__GIVEN RECORDS__
-- begin --
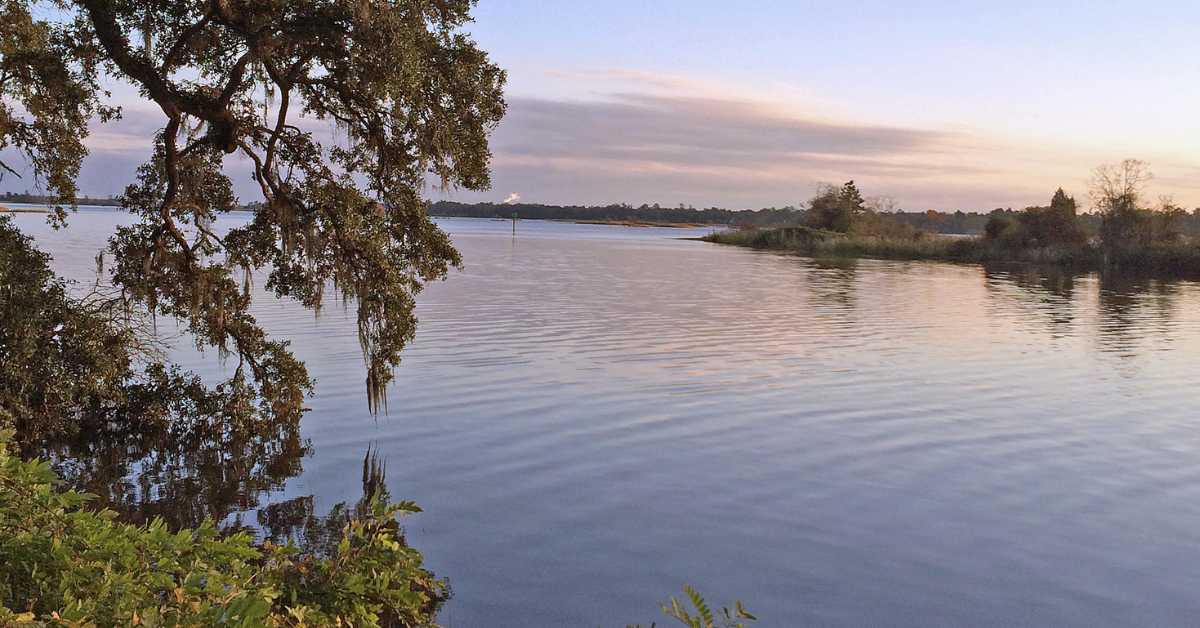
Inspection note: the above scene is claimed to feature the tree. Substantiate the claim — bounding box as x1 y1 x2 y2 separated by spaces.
1088 160 1153 255
0 0 505 434
808 181 868 233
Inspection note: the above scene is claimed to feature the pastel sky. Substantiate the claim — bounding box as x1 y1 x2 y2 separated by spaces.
0 0 1200 210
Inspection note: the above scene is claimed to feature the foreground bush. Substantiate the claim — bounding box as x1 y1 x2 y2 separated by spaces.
0 431 446 627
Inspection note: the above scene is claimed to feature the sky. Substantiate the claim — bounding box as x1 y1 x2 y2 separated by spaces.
0 0 1200 211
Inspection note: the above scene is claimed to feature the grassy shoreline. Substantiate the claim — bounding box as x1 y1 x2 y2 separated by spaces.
697 227 1200 277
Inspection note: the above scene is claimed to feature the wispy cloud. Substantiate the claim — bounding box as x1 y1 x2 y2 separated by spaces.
11 70 1200 210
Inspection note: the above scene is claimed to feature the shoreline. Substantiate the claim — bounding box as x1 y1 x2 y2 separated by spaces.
700 227 1200 279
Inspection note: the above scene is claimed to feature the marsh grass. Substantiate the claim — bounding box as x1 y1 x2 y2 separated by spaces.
701 227 1200 276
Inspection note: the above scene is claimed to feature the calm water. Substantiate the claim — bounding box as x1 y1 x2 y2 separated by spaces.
18 211 1200 627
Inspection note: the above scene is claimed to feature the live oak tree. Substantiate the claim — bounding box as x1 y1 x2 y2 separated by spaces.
0 0 505 437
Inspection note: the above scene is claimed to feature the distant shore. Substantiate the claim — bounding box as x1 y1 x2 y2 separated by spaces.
695 227 1200 277
566 219 713 229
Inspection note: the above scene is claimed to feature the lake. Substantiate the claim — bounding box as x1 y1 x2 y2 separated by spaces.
14 210 1200 627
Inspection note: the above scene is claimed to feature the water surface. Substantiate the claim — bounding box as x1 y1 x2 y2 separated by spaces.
17 211 1200 627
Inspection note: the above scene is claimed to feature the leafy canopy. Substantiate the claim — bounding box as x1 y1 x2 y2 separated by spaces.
0 0 505 425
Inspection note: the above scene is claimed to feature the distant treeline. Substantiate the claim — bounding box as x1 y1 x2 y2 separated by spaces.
430 201 804 227
430 201 1200 235
0 192 121 207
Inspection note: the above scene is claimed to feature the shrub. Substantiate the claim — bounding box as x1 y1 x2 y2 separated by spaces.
0 431 446 627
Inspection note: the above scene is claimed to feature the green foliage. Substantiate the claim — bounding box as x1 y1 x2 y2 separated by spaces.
0 0 505 421
0 431 446 627
626 585 758 628
0 0 118 221
808 181 868 233
984 187 1087 250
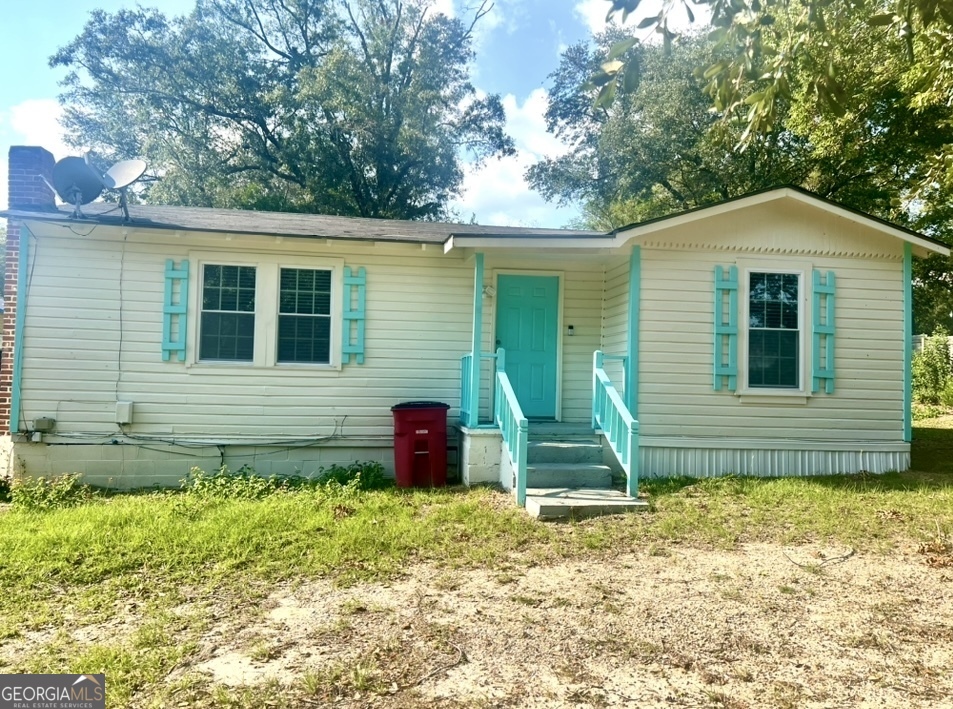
-- end --
__STATED EXERCISE__
Convert all of the records above into a Markdown table with the columns "Row" and "Line", one numbered row per line, with blank lines left out. Don't include the pictures.

__FINAL ANSWER__
| Row | Line |
|---|---|
| 1 | Inspection note: the above scene is claimed to feature the tree. Substantiate the claim — bounding box as x1 y1 x2 y2 separated by spaces. |
| 2 | 1088 160 1153 255 |
| 3 | 0 0 505 434 |
| 4 | 808 181 868 233 |
| 5 | Inspection note: the above scene is claimed to feature the pastel sky. Substantiate the claim — bounding box as x1 y1 x2 y2 separated by spaces. |
| 6 | 0 0 1200 210 |
| 7 | Inspection note: the above scene is claimed to feature the foreground bush. Substantiate the claim — bounding box as x1 y1 x2 y2 separated by spaces. |
| 8 | 0 431 446 627 |
| 9 | Inspection note: the above scene is claimed to feature the sky. Substantiate the claim — bounding box as x1 y1 x2 y2 separated by spaces. |
| 10 | 0 0 1200 211 |
| 11 | Inspection note: the above scene is claimed to feature the grassy shoreline. Substantiate the claim — bounding box as x1 y1 x2 y2 separated by spaces. |
| 12 | 697 227 1200 277 |
| 13 | Inspection note: the above scene is claimed to feature the wispy cloud. Substantiate the claim — bounding box as x1 y1 x2 y2 separated by spaces. |
| 14 | 11 70 1200 210 |
| 15 | Inspection note: the above scene is claimed to feature the shoreline. Substantiate the claim — bounding box as x1 y1 x2 y2 separated by spaces. |
| 16 | 700 227 1200 279 |
| 17 | Inspection note: the above scene is claimed to feature the marsh grass. Substantiate the claim — bounding box as x1 y1 x2 y2 separated by spaces. |
| 18 | 701 227 1200 276 |
| 19 | Inspection note: the above scene is claimed to feature the calm water. Substantiate the claim — bounding box as x1 y1 x2 y2 separated by spaces. |
| 20 | 18 211 1200 627 |
| 21 | Inspection note: the above scene is claimed to feature the live oak tree. Substantiate the claim — bounding box as x1 y1 x2 y2 separated by spaces. |
| 22 | 0 0 505 437 |
| 23 | Inspection note: the above scene is claimed to feature the distant shore. Substantiate the claim — bounding box as x1 y1 x2 y2 separated by spaces. |
| 24 | 695 227 1200 277 |
| 25 | 566 219 713 229 |
| 26 | Inspection note: the above scene is claimed to feature the lake. Substantiate the claim — bounding box as x1 y1 x2 y2 separated by spaces. |
| 27 | 14 210 1200 627 |
| 28 | Inspection note: the above scene is claimed to feature the water surface. Substantiate the claim — bounding box as x1 y1 x2 y2 separated by spaces. |
| 29 | 17 211 1200 627 |
| 30 | Inspection note: the above scene is claimed to feature the leafy canopy. Substantiate the claim — bounding box as x1 y1 x2 y2 separated by spaces. |
| 31 | 0 0 505 425 |
| 32 | Inspection note: the above scene is claimed to feature the distant treeline. Substantiate the claim — bounding box as x1 y1 x2 y2 separated by spaces. |
| 33 | 430 201 804 227 |
| 34 | 430 201 1200 235 |
| 35 | 0 192 121 207 |
| 36 | Inspection note: the above scene is claimed to feature the shrub. Substantiate the claim — bounding box as x1 y1 x2 y2 separated by spaces. |
| 37 | 0 431 446 627 |
| 38 | Inspection note: the above scene is claimed to feature the green foliage. Substantiate the claim — bounding box as x1 y1 x2 y2 separated by spaces. |
| 39 | 0 0 505 421 |
| 40 | 0 431 446 627 |
| 41 | 626 585 758 628 |
| 42 | 0 0 118 221 |
| 43 | 808 181 868 233 |
| 44 | 984 187 1087 250 |